*Task*
Copy nothing from the entries below except the lines from the one containing "help me out — the man's hand, where" through the one containing "help me out — the horse's nostril, where", and copy those exactly.

*Data shown*
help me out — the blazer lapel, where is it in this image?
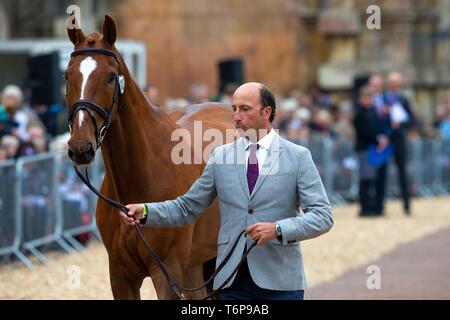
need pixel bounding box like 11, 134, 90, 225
249, 135, 283, 199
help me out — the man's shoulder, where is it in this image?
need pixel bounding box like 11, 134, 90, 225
279, 136, 310, 156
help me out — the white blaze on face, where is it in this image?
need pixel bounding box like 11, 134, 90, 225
78, 110, 85, 128
78, 56, 97, 127
79, 56, 97, 99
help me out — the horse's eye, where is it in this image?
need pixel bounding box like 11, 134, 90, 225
108, 73, 116, 83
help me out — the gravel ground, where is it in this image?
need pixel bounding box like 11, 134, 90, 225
1, 196, 449, 300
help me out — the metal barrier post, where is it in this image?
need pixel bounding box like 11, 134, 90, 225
410, 139, 425, 196
432, 139, 446, 194
324, 137, 347, 205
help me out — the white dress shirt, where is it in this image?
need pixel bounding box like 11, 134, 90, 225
243, 128, 276, 173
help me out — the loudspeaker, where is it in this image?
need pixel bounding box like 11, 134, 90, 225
218, 58, 244, 94
28, 51, 62, 106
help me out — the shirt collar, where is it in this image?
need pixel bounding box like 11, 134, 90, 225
244, 128, 276, 151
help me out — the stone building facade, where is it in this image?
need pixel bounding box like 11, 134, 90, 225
0, 0, 449, 124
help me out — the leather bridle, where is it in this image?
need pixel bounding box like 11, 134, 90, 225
67, 48, 124, 149
68, 48, 256, 300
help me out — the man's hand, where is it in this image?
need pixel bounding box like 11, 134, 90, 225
245, 222, 277, 246
120, 203, 144, 226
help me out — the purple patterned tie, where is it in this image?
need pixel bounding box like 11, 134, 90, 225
247, 143, 259, 194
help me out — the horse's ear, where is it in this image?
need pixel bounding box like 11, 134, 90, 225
102, 15, 117, 45
67, 28, 85, 46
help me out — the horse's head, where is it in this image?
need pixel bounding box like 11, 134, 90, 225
65, 15, 124, 165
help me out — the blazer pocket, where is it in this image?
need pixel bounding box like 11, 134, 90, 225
270, 238, 298, 246
217, 233, 230, 245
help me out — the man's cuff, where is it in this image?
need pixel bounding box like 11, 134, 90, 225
278, 218, 302, 245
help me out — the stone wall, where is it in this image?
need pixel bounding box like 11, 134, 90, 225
111, 0, 302, 102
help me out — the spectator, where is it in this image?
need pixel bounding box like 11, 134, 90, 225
368, 74, 391, 216
353, 86, 379, 216
0, 135, 20, 159
217, 82, 239, 105
28, 126, 48, 153
310, 109, 334, 137
298, 91, 314, 112
439, 110, 450, 141
187, 83, 210, 104
0, 105, 14, 139
434, 97, 450, 130
287, 107, 311, 140
277, 97, 299, 135
15, 140, 38, 158
0, 146, 6, 161
333, 101, 355, 141
145, 85, 159, 106
385, 71, 415, 215
1, 85, 46, 142
164, 97, 189, 110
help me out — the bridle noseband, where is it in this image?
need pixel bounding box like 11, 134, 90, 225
67, 48, 125, 149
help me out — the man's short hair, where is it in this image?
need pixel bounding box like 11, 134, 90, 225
259, 85, 276, 122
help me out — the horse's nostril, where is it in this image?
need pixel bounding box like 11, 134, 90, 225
84, 143, 96, 162
68, 147, 75, 159
83, 143, 94, 153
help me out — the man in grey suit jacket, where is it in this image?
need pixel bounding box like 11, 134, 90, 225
122, 82, 333, 300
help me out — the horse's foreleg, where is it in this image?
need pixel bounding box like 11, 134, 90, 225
181, 264, 209, 300
150, 258, 185, 300
109, 259, 143, 300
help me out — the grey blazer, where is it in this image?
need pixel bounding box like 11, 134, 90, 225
145, 133, 333, 290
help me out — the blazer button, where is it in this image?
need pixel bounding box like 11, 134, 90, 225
248, 209, 254, 214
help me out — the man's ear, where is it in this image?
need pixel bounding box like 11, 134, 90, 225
102, 15, 117, 46
67, 28, 85, 46
265, 106, 273, 120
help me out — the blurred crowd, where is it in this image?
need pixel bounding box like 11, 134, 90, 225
147, 79, 449, 146
0, 85, 49, 161
1, 70, 449, 163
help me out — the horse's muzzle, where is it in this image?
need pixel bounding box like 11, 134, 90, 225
68, 142, 96, 165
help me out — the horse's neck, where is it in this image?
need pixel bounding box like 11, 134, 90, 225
100, 75, 179, 202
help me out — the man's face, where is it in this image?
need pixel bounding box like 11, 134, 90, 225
359, 94, 372, 108
388, 78, 401, 91
369, 76, 384, 93
2, 95, 19, 111
232, 86, 269, 134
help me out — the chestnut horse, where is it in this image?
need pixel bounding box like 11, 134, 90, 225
65, 15, 234, 299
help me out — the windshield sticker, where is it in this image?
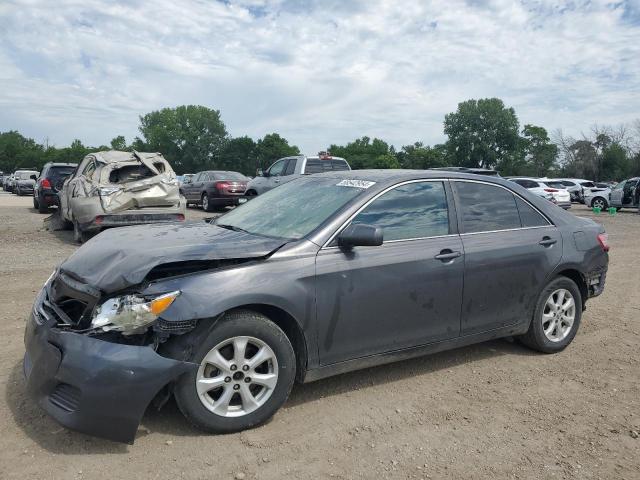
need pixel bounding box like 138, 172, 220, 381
336, 179, 376, 189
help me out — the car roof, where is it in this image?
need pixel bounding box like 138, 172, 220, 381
311, 169, 517, 187
90, 151, 165, 164
46, 162, 78, 167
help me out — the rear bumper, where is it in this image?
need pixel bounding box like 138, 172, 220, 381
23, 310, 197, 443
38, 189, 60, 206
208, 195, 245, 206
86, 212, 186, 231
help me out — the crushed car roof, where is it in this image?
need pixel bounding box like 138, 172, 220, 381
89, 151, 165, 163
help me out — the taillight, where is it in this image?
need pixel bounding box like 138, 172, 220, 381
597, 233, 610, 252
95, 215, 104, 225
176, 214, 185, 221
215, 181, 230, 190
41, 178, 51, 189
544, 188, 558, 192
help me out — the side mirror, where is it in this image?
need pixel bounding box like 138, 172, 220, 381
257, 169, 267, 177
338, 223, 383, 248
184, 178, 192, 184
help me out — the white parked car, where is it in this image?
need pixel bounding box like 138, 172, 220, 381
508, 178, 572, 209
584, 187, 612, 210
552, 178, 597, 203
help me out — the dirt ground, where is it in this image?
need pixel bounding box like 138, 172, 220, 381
0, 191, 638, 480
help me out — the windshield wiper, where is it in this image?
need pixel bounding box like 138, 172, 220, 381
216, 223, 251, 234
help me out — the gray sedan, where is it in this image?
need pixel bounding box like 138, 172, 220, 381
24, 170, 608, 443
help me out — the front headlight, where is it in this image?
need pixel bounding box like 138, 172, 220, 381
91, 291, 180, 335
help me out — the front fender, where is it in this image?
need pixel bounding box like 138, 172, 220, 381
141, 252, 318, 364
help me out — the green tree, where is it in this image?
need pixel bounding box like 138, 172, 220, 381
443, 98, 522, 169
521, 124, 558, 177
397, 142, 447, 169
138, 105, 228, 174
110, 135, 127, 150
220, 136, 257, 175
0, 130, 45, 172
252, 133, 300, 171
328, 137, 395, 169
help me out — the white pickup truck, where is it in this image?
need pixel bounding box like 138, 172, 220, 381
245, 154, 351, 196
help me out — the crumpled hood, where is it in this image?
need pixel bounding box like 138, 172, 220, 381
60, 221, 286, 294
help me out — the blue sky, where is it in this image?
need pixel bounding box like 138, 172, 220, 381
0, 0, 639, 153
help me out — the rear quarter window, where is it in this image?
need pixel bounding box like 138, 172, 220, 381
515, 196, 550, 227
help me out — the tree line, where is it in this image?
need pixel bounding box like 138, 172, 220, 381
2, 99, 639, 181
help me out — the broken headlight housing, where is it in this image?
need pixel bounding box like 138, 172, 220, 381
91, 291, 180, 335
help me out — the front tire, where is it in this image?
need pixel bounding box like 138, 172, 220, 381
174, 310, 296, 434
519, 277, 582, 353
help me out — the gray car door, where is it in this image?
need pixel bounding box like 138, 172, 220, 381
452, 180, 562, 335
263, 159, 287, 192
315, 180, 464, 366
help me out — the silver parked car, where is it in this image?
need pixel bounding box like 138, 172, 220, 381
245, 153, 350, 196
59, 151, 186, 243
12, 169, 39, 196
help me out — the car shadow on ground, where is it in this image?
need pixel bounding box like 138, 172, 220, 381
6, 336, 537, 453
142, 337, 537, 438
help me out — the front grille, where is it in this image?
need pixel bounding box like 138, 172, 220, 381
49, 383, 81, 412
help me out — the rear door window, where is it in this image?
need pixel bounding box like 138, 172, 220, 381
283, 159, 297, 176
351, 181, 449, 241
454, 181, 521, 233
331, 160, 350, 171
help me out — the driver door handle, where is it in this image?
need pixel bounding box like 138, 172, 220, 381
434, 250, 462, 261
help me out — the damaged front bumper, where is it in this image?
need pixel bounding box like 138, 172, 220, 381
23, 310, 197, 443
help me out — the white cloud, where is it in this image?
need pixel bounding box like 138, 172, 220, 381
0, 0, 639, 153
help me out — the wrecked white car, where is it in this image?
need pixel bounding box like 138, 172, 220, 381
59, 151, 186, 242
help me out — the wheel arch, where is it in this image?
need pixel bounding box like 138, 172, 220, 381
554, 268, 588, 309
229, 304, 309, 383
161, 303, 310, 383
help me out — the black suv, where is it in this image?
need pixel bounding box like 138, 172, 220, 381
33, 162, 77, 213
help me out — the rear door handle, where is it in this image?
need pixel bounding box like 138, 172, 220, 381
434, 250, 462, 261
539, 237, 557, 247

*Answer space*
help me out — the man's hand, where is it in this image?
need pixel bounding box like 11, 134, 90, 225
245, 222, 277, 246
120, 203, 144, 226
help me out — the purple patterned tie, where is it in this image?
need pixel bounding box like 11, 134, 90, 225
247, 143, 259, 194
help me out — the horse's ear, where is it in this image?
need pixel bounding box like 11, 134, 90, 225
102, 15, 117, 45
67, 28, 85, 46
help me out — the horse's head, where is it in this image?
need pixel bounding box like 11, 134, 90, 225
65, 15, 124, 165
help me out — the blazer pocket, where is it in this image?
need pixel bounding box like 11, 134, 90, 225
270, 238, 298, 246
217, 233, 230, 245
help me out — the man's cuff, where is it in this image?
need pixel bounding box like 11, 134, 90, 225
278, 218, 302, 245
help me out — the stone wall, where is it in this image?
need pixel bounding box like 11, 134, 90, 225
111, 0, 302, 102
help me out — the spectator, where is it in this image?
need pixel bounding box like 11, 134, 90, 225
368, 74, 391, 216
353, 86, 379, 216
0, 135, 20, 159
217, 82, 239, 105
28, 126, 48, 153
310, 109, 334, 137
298, 91, 314, 112
439, 110, 450, 141
187, 83, 210, 104
0, 105, 14, 139
434, 97, 450, 130
287, 107, 311, 140
277, 97, 299, 135
15, 140, 38, 158
0, 146, 6, 161
333, 101, 355, 141
145, 85, 159, 106
385, 71, 415, 215
1, 85, 46, 142
164, 97, 189, 110
help me out — the bridle noseband, where is it in this image?
need pixel bounding box like 11, 134, 90, 225
67, 48, 125, 149
help me out — the man's short hair, where is it in this image?
need pixel bounding box like 11, 134, 90, 225
259, 85, 276, 122
help me out — the horse's nostril, where is it in this image?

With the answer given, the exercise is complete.